Fragmento proporcionado:
Si te digo que lo tenés todo, y ya no necesitas nada, ¿me creés? ¡Así como lo estás leyendo! No te hace falta nada, porque ya lo tenés todo. Este principio es contrario a lo que escuchamos diariamente en nuestro entorno. Nos vemos rodeados por un mundo que corre una carrera sin fin, persiguiendo cosas, y al alcanzarlas, vuelve a correr por más. ¿Por qué sucede esto? Porque para nuestro corazón humano nada es suficiente, nada lo sacia. Siempre hay más.
Pero para quienes estamos en Dios, no hay nada más fuera de Él. Nada es más alto, ancho y profundo que nuestro Rey, porque su persona está en todo y es todo. En Cristo encontramos cuanto deseamos o necesitamos, porque Él es el todo en todos. De repente, aquello que antes fue valioso para nosotros, cae y se hace igual a nada. Esos tesoros terrenales pierden valor; porque encontramos uno mayor y de mejor calidad. Él se hace inigualable en nuestra vida.
La Biblia cuenta muchos ejemplos de personas que experimentaron esto, pero hoy quiero compartirte uno específico: el apóstol Pablo. Hechos 21 narra el viaje de Pablo hacia Jerusalén. En un momento, un hombre le profetiza a Pablo que será atado y encarcelado en dicha ciudad. Quienes estaban con él, al oír esto se angustiaron y empezaron a pedirle que no fuera a Jerusalén, a lo que Pablo les respondió:
Los creyentes, viendo que no podían hacer nada para detenerlo, dejaron de insistir y dijeron: “Que se haga la voluntad del Señor”.

Datos recopilados:
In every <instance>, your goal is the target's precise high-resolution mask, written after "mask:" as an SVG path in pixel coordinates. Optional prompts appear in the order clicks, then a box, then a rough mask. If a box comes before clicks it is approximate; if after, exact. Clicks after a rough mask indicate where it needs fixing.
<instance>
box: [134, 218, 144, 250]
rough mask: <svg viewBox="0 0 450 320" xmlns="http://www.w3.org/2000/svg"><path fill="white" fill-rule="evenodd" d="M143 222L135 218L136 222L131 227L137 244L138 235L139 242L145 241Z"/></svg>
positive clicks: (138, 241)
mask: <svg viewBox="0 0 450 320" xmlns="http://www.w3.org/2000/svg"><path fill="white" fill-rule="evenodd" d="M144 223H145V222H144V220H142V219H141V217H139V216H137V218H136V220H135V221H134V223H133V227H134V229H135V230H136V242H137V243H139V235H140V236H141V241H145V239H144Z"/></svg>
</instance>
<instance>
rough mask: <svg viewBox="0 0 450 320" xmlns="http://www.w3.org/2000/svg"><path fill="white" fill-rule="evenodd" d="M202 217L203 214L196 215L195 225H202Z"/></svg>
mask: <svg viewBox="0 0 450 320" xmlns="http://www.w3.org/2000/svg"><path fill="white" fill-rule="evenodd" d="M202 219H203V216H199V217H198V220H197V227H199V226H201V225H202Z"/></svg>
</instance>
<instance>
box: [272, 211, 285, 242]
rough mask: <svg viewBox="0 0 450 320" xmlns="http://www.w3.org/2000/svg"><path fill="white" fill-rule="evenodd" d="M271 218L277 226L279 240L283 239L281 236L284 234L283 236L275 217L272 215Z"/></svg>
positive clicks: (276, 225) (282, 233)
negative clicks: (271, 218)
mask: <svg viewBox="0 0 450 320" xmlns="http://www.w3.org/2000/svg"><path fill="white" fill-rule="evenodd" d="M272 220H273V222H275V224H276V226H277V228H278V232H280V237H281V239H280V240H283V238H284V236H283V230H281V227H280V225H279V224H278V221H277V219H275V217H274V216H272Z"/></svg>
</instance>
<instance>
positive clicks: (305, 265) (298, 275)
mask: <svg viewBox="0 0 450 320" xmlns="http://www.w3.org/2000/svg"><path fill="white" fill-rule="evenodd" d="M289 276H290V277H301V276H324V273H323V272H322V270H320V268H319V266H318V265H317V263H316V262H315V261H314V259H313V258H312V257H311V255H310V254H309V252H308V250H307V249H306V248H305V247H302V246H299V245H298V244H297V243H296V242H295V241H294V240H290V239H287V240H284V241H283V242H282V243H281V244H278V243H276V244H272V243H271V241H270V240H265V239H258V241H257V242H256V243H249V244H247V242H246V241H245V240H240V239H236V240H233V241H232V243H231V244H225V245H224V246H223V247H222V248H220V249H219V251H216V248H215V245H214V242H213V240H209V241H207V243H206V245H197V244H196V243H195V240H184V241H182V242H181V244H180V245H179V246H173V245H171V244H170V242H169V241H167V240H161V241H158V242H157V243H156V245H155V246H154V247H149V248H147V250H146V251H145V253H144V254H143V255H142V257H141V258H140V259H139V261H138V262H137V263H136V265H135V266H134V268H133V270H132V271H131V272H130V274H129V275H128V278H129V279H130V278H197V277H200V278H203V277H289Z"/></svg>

Trabajo solicitado:
Responde estas preguntas sobre el fragmento proporcionado:
1. ¿Por qué, según el texto, el mundo vuelve a correr por más después de alcanzar lo que persigue?
2. ¿Qué capítulo de Hechos narra el viaje de Pablo hacia Jerusalén?
3. ¿Qué dijeron los creyentes cuando dejaron de insistir?

Respuesta del ejercicio:
1. Porque para el corazón humano nada es suficiente, nada lo sacia.
2. Hechos 21.
3. "Que se haga la voluntad del Señor".